-- What is required --
Pictures excluded, return every entry exactly, please.

-- Extracted information --
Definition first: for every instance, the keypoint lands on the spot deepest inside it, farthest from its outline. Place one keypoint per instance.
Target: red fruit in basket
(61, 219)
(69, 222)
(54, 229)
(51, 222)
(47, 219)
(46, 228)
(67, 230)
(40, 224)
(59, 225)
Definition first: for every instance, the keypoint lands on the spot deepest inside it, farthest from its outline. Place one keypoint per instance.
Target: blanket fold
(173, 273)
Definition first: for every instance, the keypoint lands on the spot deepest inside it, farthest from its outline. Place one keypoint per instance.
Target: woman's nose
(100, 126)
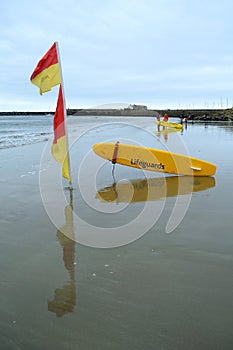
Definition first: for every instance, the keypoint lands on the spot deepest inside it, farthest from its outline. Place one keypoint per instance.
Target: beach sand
(160, 292)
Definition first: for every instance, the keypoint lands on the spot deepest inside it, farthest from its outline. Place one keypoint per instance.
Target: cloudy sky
(161, 53)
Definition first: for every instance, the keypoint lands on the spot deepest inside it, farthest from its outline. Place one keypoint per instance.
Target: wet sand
(160, 292)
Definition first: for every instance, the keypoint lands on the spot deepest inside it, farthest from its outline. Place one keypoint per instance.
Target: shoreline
(192, 114)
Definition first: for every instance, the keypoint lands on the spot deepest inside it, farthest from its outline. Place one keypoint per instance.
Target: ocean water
(23, 130)
(161, 291)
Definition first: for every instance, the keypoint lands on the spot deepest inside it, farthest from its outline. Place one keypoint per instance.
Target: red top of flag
(50, 58)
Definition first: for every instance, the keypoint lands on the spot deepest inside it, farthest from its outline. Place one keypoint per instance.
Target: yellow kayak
(170, 125)
(153, 159)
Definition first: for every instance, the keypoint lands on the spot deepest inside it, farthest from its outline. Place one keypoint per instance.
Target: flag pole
(65, 113)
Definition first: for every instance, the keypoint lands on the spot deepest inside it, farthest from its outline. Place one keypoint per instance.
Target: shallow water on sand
(161, 291)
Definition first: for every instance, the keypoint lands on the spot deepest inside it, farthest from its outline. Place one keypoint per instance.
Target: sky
(159, 53)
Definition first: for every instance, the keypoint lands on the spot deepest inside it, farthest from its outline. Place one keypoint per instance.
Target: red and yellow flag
(47, 72)
(59, 147)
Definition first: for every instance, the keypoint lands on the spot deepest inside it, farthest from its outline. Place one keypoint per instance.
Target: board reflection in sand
(153, 189)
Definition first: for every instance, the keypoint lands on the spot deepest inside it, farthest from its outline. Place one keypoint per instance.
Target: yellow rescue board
(153, 189)
(170, 125)
(153, 159)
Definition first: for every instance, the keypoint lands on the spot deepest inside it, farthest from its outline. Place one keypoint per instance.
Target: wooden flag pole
(65, 113)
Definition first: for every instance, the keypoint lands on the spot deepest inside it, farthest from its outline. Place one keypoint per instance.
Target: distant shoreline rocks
(191, 114)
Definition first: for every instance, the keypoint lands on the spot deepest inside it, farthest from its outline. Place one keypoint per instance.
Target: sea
(125, 281)
(18, 130)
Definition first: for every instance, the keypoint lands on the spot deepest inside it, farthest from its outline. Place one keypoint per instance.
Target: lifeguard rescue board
(153, 159)
(169, 124)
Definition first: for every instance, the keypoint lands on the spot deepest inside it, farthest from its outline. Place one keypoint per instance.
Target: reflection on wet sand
(65, 297)
(154, 188)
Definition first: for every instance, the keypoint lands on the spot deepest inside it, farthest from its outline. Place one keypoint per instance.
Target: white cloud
(120, 50)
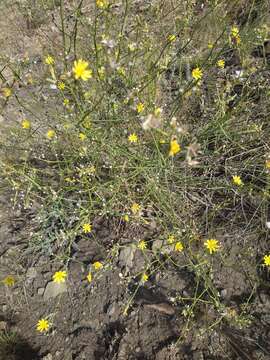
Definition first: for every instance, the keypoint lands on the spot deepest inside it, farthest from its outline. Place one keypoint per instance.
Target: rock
(31, 273)
(40, 291)
(53, 290)
(48, 357)
(158, 245)
(3, 326)
(126, 256)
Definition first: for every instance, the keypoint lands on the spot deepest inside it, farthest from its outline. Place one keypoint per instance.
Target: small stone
(54, 289)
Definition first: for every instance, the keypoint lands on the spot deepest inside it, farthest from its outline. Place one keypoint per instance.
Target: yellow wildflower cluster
(212, 245)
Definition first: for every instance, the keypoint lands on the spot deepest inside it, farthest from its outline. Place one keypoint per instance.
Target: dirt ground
(91, 318)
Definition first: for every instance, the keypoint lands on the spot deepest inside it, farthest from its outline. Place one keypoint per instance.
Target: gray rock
(41, 291)
(31, 273)
(126, 256)
(48, 357)
(160, 246)
(53, 290)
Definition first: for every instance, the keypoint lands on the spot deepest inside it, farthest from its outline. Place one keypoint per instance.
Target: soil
(91, 320)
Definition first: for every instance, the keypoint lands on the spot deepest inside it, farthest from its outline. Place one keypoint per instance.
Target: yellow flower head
(212, 245)
(221, 63)
(178, 246)
(66, 102)
(102, 4)
(144, 278)
(9, 280)
(97, 265)
(89, 277)
(26, 124)
(140, 108)
(80, 70)
(133, 138)
(171, 239)
(61, 85)
(49, 60)
(142, 245)
(234, 31)
(43, 325)
(59, 277)
(135, 208)
(51, 134)
(171, 38)
(174, 148)
(87, 228)
(267, 163)
(266, 260)
(101, 72)
(7, 92)
(237, 180)
(235, 35)
(82, 136)
(132, 47)
(126, 218)
(197, 73)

-- Reply to the exercise --
Definition first: for every instance, the keypoint lands on the spot deepest inside it, farthest from its outline. Place one keypoint per instance.
Target: red fruit in basket
(61, 219)
(69, 222)
(54, 229)
(51, 222)
(47, 219)
(46, 228)
(67, 230)
(40, 224)
(59, 225)
Definition first: for every instance, the keypoint lands on the spot deepest inside it, farthest from its outline. Place one keypoint per instance.
Target: blanket fold
(173, 273)
Definition first: for every instance, the keypoint lands on the spot deepest inside it, farthest from its outline. Place one keypoint per instance.
Target: woman's nose
(100, 126)
Definition first: for every instance, the keypoint lands on the spot deepest inside it, farthest from its outline. Place one keypoint per instance.
Target: beach sand
(160, 292)
Definition first: for every instance, the keypoint lands on the spot deepest inside it, farthest from its outline. Place one keypoint per instance.
Target: cloudy sky
(161, 53)
Definition first: for every instance, the keypoint lands on the spot deepest inside it, farthest from its outline. Place one keypoint per instance.
Target: wet sand
(160, 292)
Definition first: for every instance, the keypoint lands on the spot deepest inside it, farthest from its outline. Place one keypoint per instance.
Target: shoreline
(192, 114)
Definition first: for every instance, the keypoint lands on the spot deepest inside it, farthest from its outline. Place one keypoint per instance.
Target: ocean water
(23, 130)
(161, 291)
Definition first: for every instance, the keypoint lands on the spot deepest inside it, farthest from its outline. Place one keypoint per instance.
Target: red top of flag
(50, 58)
Definition first: for every instance, the keypoint lands on the spot deepest inside it, farthest from its outline. Place one keypoint per instance.
Target: yellow kayak
(170, 125)
(153, 159)
Definition first: for every instance, the keypoint lands on the spot deepest inside it, farthest from its outline. Place one keypoint per instance.
Target: flag pole
(65, 113)
Definition first: for every instance, the keypoint lands on the spot deepest inside it, farthest from its outline. Place one keypoint per instance.
Target: shallow water on sand
(161, 291)
Definition first: for every instance, the keypoint lands on the spot deepest inside it, farthest from its outline. Place one keypoint per instance.
Target: sky
(159, 53)
Definition first: for every instance, the keypoint lands on the spot deepest inside it, farthest from its outline. Place one keypoint per instance.
Target: red and yellow flag
(47, 72)
(59, 147)
Definition first: for every instance, the keypoint lands on the spot deepest inside it, farthest from its outline. Place one keypoint per instance.
Target: board reflection in sand
(153, 189)
Definition first: for every instance, the keypoint lands on the spot deepest inside it, farthest from its outline. Place one keypoint per instance.
Target: yellow rescue board
(153, 189)
(170, 125)
(153, 159)
Definition first: for every instance, the keypoint lands on the spot deepest inside it, farthest from its outline. Place one keypoint per instance.
Target: wooden flag pole
(65, 113)
Definition first: for every instance, the keypoint lands on the spot deepest inside it, farthest from its outline. Place one keypoint per instance.
Target: distant shoreline rocks
(191, 114)
Definition first: for every instance, the keypoint lands on the spot deepest inside it, farthest from its outline. Place one keypoint per instance.
Target: sea
(125, 281)
(18, 130)
Definition first: for every instance, the keypoint lands on the spot deepest inside it, farthest from its outline. Place one keypoint per instance.
Target: lifeguard rescue board
(153, 159)
(169, 124)
Definition first: for every instance, the keypoint lands on the spot deepest inside it, farthest from its outline. Place one keypoint per instance.
Target: reflection on wet sand
(65, 297)
(154, 188)
Definition first: for every instance, the keypoint lands on the spot deepest inside it, farthest from its outline. Place one keypoint per instance.
Target: white cloud
(120, 50)
Definition first: for every instance, the keypoint lands on the spot deepest inside it, farthest from its outline. Place one keypoint per instance.
Target: rock
(31, 273)
(40, 291)
(53, 290)
(48, 357)
(158, 245)
(3, 326)
(126, 256)
Definition first: for every instance, the keypoint lands on the spot deepest inside it, farthest from its outline. Place one keypoint per instance.
Target: small stone
(54, 289)
Definition first: for every instance, the keypoint lands on the spot deepest inside it, farthest from its outline. Place one keypoint per instance.
Target: yellow wildflower cluster
(212, 245)
Definition first: for every instance, the keypoint lands on the spot deepest inside it, farthest from its outline. Place one keypoint per instance.
Target: dirt ground
(91, 318)
Definition first: for every instance, the keypoint lands on the spot deepest inside it, farthest from its outline. Place one keypoint per instance.
Target: gray rock
(41, 291)
(31, 273)
(126, 256)
(48, 357)
(160, 246)
(53, 290)
Definition first: for every instance, the keypoint lands on the spot deepest inside it, farthest from its outline. Place one keypoint per instance.
Target: soil
(91, 320)
Definition first: for every instance, the keypoint lands on the spot deepest inside it, farthest from its outline. Place one keypoint per instance.
Target: yellow flower head
(212, 245)
(221, 63)
(178, 246)
(66, 102)
(102, 4)
(144, 278)
(9, 280)
(97, 265)
(89, 277)
(26, 124)
(140, 108)
(80, 70)
(133, 138)
(171, 239)
(61, 85)
(49, 60)
(142, 245)
(234, 31)
(43, 325)
(59, 277)
(135, 208)
(51, 134)
(171, 38)
(174, 148)
(87, 228)
(267, 163)
(266, 260)
(101, 72)
(7, 92)
(237, 180)
(235, 35)
(82, 136)
(132, 47)
(126, 218)
(197, 73)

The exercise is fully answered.